Natural-language object grounding data:

■ ■ ■ ■

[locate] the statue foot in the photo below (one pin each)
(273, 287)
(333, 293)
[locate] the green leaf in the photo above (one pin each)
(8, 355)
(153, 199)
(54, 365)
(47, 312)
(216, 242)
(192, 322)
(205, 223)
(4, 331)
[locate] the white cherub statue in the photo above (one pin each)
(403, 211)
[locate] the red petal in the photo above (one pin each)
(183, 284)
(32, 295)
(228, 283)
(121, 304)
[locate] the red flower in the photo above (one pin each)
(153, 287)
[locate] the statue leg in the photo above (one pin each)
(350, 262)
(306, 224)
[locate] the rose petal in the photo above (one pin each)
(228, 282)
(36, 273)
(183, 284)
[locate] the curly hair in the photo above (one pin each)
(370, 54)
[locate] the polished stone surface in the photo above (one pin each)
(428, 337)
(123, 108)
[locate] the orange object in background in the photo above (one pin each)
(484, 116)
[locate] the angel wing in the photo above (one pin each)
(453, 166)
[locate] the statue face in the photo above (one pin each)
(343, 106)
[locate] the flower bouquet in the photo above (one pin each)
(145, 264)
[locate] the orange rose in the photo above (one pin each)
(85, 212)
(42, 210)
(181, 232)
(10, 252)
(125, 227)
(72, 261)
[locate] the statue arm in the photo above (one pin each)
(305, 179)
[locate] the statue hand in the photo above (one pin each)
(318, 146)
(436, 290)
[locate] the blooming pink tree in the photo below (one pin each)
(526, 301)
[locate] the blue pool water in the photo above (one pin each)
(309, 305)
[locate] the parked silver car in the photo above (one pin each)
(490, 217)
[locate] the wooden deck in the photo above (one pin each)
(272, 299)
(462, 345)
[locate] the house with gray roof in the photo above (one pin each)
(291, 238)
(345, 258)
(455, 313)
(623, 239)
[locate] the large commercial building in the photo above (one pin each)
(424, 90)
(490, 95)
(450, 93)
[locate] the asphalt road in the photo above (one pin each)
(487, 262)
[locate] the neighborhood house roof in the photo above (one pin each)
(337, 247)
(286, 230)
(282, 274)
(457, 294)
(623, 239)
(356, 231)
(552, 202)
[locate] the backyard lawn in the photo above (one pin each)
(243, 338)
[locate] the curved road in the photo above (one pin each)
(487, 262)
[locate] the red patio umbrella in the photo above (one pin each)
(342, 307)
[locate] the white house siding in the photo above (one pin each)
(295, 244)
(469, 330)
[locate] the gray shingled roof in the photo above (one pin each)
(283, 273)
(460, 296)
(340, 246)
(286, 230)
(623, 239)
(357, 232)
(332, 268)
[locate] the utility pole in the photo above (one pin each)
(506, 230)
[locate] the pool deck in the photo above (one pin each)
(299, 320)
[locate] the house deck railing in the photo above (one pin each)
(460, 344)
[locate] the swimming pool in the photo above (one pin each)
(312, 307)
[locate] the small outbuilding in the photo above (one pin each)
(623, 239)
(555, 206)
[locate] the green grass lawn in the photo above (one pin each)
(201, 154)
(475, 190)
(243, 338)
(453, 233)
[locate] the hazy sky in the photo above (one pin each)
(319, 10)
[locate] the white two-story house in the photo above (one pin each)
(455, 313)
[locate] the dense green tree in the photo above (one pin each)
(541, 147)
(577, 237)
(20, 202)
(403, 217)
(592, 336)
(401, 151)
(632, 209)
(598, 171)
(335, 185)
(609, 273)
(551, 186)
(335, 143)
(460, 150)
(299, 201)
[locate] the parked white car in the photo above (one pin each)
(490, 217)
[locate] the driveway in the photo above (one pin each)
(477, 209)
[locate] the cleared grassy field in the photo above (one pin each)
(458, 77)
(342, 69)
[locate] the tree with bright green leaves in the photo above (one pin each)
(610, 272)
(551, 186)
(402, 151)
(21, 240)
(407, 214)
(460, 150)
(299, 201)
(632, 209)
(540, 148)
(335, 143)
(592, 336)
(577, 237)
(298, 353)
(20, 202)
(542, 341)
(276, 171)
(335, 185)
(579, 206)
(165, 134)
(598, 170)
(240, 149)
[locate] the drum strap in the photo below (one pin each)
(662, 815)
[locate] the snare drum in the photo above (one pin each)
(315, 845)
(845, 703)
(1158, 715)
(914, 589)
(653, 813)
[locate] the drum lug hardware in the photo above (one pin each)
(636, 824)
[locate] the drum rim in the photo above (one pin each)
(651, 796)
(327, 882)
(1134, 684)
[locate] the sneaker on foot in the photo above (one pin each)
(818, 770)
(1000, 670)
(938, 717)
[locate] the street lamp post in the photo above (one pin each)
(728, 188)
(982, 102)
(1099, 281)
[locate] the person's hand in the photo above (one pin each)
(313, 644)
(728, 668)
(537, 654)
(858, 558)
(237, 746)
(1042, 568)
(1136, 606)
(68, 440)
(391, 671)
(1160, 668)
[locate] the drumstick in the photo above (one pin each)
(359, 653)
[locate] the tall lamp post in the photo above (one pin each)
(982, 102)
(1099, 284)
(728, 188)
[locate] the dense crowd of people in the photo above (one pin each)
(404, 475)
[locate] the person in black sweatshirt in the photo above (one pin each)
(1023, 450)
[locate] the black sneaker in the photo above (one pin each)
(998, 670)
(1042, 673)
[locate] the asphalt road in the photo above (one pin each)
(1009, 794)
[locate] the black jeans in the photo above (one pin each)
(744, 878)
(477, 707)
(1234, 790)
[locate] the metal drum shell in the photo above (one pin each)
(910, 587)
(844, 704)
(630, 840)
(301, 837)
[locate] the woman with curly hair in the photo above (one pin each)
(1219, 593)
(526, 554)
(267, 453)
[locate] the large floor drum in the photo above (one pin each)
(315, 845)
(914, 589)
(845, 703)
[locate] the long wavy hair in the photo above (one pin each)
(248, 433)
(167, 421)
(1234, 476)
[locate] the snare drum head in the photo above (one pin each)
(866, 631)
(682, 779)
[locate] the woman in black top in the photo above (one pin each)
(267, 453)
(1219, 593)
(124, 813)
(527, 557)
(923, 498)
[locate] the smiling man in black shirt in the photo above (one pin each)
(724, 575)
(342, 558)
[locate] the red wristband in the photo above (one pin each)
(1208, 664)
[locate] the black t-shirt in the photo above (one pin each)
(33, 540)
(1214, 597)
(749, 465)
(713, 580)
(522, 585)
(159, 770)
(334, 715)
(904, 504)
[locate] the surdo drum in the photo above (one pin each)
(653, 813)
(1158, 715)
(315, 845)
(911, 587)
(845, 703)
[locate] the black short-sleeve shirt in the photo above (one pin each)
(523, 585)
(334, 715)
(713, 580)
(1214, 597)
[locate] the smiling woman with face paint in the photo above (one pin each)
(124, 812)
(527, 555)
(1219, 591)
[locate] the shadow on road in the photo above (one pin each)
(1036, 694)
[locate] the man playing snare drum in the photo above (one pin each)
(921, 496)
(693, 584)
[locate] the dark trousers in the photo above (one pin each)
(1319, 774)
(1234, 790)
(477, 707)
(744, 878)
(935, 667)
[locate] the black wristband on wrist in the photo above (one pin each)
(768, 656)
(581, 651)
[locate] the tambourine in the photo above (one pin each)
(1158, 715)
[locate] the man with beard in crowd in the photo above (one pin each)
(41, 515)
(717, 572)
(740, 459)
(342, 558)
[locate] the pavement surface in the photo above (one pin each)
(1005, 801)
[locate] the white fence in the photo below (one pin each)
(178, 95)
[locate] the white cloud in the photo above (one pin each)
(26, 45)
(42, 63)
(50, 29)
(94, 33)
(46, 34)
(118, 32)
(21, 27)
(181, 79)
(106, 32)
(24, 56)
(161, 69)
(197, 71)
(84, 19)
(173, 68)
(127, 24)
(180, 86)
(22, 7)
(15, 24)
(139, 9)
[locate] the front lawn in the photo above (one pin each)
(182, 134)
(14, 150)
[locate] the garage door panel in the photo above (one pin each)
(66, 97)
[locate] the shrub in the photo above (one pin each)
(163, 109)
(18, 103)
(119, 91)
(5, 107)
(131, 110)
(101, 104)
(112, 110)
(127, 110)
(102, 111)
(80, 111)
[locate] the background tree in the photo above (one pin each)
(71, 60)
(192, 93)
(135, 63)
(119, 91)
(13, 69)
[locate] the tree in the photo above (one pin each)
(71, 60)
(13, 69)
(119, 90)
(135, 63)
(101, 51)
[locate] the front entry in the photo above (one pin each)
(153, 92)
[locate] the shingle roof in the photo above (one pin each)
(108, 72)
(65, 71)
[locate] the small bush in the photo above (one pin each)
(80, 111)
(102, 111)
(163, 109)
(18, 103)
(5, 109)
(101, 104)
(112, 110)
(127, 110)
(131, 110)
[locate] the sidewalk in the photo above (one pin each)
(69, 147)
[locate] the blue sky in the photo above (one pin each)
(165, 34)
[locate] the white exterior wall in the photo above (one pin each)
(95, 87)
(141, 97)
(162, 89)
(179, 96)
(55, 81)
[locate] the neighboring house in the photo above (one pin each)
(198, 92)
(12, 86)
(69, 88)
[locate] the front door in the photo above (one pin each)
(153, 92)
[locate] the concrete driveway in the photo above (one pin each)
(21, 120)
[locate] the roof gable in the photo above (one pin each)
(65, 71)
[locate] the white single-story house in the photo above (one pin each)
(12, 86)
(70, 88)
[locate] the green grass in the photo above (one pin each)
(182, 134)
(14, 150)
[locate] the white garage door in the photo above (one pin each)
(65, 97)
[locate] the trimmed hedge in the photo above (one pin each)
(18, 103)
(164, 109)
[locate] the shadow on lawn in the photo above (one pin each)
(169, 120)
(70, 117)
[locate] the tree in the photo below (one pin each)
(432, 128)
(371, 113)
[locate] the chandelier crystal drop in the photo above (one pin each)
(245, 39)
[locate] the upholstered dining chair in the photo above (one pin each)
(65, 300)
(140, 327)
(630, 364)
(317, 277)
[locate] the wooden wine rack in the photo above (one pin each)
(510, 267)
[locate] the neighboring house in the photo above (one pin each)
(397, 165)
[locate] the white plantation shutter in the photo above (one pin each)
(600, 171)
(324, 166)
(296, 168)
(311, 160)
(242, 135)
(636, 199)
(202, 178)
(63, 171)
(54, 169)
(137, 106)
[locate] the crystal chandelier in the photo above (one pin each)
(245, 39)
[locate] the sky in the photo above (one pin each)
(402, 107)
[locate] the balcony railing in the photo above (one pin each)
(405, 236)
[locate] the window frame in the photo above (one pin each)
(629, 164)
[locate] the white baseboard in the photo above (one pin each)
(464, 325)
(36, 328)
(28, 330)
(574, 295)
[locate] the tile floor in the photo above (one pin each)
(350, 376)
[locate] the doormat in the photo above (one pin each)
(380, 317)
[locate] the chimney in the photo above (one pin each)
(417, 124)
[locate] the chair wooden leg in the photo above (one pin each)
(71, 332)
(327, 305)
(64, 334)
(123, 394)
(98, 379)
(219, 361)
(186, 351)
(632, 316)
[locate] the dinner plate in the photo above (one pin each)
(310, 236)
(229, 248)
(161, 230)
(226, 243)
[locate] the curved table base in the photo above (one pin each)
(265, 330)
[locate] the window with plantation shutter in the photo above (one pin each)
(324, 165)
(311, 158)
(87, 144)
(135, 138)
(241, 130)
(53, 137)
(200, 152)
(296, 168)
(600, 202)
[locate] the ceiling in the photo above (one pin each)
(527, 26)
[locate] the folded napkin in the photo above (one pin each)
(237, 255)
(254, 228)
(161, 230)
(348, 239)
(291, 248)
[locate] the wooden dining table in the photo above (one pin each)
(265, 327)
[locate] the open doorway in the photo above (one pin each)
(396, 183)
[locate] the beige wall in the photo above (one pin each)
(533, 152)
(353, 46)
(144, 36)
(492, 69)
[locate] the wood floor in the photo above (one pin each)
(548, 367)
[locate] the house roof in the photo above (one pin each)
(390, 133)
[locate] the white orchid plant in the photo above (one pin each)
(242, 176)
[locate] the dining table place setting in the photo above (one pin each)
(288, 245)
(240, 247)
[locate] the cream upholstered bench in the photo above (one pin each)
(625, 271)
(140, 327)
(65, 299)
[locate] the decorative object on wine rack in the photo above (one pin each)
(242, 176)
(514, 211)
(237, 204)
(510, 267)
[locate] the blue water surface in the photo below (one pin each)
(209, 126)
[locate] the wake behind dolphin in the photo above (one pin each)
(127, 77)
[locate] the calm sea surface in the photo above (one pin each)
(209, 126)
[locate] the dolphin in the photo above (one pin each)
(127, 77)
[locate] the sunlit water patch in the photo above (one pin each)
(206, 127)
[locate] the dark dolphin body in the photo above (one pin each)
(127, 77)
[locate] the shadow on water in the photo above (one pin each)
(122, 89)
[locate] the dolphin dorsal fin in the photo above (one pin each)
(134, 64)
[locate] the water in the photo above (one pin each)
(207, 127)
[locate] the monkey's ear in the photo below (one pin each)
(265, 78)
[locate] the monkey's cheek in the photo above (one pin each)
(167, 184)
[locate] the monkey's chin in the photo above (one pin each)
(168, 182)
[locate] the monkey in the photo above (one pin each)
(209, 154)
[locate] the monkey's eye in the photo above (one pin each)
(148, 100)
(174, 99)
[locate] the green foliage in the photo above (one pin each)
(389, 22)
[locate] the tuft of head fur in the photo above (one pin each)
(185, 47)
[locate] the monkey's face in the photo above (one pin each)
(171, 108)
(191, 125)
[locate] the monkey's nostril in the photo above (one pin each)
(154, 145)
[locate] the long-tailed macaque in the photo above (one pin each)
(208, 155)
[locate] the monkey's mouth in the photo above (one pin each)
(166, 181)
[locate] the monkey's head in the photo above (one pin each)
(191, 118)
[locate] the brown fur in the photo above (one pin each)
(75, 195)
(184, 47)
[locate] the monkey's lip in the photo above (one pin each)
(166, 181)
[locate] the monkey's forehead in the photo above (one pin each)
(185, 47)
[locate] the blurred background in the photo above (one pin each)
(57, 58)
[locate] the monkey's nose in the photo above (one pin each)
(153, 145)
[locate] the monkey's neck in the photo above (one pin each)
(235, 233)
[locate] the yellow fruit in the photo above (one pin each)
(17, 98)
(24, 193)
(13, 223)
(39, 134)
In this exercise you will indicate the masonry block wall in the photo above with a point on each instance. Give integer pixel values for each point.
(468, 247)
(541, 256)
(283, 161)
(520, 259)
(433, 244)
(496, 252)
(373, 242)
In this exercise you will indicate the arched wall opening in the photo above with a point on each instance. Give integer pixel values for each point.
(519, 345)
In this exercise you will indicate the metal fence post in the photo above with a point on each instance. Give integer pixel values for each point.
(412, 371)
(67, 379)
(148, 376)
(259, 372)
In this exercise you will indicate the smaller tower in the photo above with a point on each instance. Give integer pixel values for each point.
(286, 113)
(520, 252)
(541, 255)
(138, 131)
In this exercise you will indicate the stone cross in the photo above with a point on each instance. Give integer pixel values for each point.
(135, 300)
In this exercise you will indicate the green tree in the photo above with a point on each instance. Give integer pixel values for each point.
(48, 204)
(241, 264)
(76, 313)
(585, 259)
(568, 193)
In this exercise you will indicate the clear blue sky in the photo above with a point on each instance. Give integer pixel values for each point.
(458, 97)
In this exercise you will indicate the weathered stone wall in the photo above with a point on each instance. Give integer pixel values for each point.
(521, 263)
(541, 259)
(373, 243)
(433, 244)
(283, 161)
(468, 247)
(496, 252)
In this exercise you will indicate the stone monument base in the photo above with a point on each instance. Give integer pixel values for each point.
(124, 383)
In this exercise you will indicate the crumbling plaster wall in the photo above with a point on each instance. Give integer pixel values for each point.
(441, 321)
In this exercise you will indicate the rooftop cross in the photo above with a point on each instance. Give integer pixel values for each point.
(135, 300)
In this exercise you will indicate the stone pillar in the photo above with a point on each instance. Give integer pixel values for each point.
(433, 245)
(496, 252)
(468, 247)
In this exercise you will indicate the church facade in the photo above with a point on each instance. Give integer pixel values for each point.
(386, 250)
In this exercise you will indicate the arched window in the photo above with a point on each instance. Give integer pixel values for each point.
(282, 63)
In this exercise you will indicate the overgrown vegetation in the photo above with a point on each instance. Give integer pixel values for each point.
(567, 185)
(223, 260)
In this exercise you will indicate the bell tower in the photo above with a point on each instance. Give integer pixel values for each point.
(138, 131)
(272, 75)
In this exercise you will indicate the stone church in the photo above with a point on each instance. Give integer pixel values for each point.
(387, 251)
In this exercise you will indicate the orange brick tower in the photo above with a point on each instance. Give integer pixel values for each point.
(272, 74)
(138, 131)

■ ■ ■ ■

> **Brief**
Return, word for word, the line containing "In this exercise you will indicate the crumbling" and all lines after it through the last line of the records, and nothing else.

> **Result below**
In this exercise you will indicate the crumbling plaster wall in the photo above with a point on each instance. Give integer pixel values for each point.
(441, 321)
In this exercise you will indicate the rooftop cross in the photo above with a point on each instance. Give integer pixel values for each point.
(135, 300)
In this exercise you will indicate the stone pillar in the photo above with a point on each instance. Give integer pixel values for each point.
(433, 245)
(496, 252)
(468, 247)
In this exercise you will indicate the church facade in the photo above with a point on each instance. Give integer pixel values for each point.
(386, 250)
In this exercise you will indicate the arched window in the photo above with a point on each instance. Give integer pixel values for each point.
(282, 63)
In this exercise you will indicate the overgrown vegetation in the photo above with a point on each instance. Give integer pixel values for each point.
(567, 185)
(223, 260)
In this exercise you will indicate the bell tower in the photo above with a point on each instance. Give integer pixel values for each point.
(138, 131)
(272, 75)
In this exercise you will indicate the stone church in the photo above with a point on each instance. Give integer pixel values for each point.
(387, 251)
In this exercise you will indicate the orange brick tower in the photo above with a point on each instance. Give integer pixel values for each point.
(272, 74)
(138, 131)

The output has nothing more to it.